[Required task]
All the entries need to be quoted exactly, apart from the pictures, which you should drop.

[Task input]
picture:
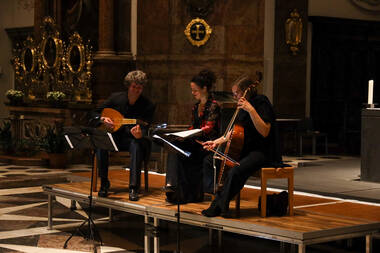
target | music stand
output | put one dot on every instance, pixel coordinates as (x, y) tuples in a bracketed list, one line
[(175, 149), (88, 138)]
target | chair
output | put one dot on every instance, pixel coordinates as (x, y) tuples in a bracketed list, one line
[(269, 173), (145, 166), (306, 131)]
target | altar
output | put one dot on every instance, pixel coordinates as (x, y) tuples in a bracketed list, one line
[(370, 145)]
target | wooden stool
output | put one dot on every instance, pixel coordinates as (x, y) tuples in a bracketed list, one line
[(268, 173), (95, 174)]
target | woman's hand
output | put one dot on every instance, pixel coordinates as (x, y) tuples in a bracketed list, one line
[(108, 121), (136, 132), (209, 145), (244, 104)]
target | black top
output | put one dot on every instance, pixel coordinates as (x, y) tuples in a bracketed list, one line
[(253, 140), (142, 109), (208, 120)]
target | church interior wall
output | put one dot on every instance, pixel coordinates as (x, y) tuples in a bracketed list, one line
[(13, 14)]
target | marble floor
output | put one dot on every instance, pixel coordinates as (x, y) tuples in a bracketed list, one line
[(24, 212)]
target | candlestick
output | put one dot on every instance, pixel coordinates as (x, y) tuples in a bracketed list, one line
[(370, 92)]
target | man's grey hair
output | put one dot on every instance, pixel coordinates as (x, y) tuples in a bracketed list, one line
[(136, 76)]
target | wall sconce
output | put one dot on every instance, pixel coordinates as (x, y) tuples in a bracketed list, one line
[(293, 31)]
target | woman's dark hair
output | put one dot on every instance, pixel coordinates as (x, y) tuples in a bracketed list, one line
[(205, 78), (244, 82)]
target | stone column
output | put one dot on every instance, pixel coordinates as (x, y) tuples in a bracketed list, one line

[Response for this exercise]
picture:
target | music stand
output | put one dot on every instance, pixel coordinates as (x, y) tuples in a bracketed list, one line
[(175, 149), (88, 138)]
target | chair
output | put one dot on every instance, pixel coordinates as (x, y) tuples in a bracketed list, one line
[(269, 173), (145, 166), (306, 131)]
target | altar
output | put one dot on every instance, pixel coordinates as (x, y) tuples in a bracketed list, one line
[(370, 145)]
target | wooden stool
output | put one dot on every instance, pixel coordinates as (x, y) tuples in a bracketed list, one line
[(268, 173), (95, 174)]
target | woman's hand
output | put one dot on every instance, pixel coordinates as (x, y) tuples in a bracketed list, one line
[(108, 121), (136, 132), (209, 145), (244, 104)]
target | black top
output | put one dot on every instance, pixel coordinates as (x, y) tuples in a bracketed list, one line
[(253, 140), (142, 109), (208, 120)]
target | church interior wall
output | put one dot on every instance, pixel coordinates as (x, y) tuples in a bracketed list, one line
[(13, 14)]
target | marble floor
output | put one dot on every instance, pixel coordinates as (x, y) tuples in a bracketed list, one line
[(24, 212)]
target | candlestick
output | put one dot on every instance, pixel coordinates as (x, y) tuples in a bracketed list, one line
[(370, 92)]
target | man's grey hair
output | put one dot on every instance, pixel coordinates as (x, y) tuples in a bracketed list, one line
[(136, 76)]
target | wall sconce
output | put one dot on every instance, pixel coordinates as (x, y) tuples in a bracketed list, one line
[(293, 31)]
target | woman's dark hair
output | put one dot on every instance, pixel coordinates as (x, y) tuples in a bracketed list, one line
[(205, 78), (244, 82)]
target | stone column
output | put one dot on every instance, pixel coordinates as (x, y) tuples in a bracketed list, one line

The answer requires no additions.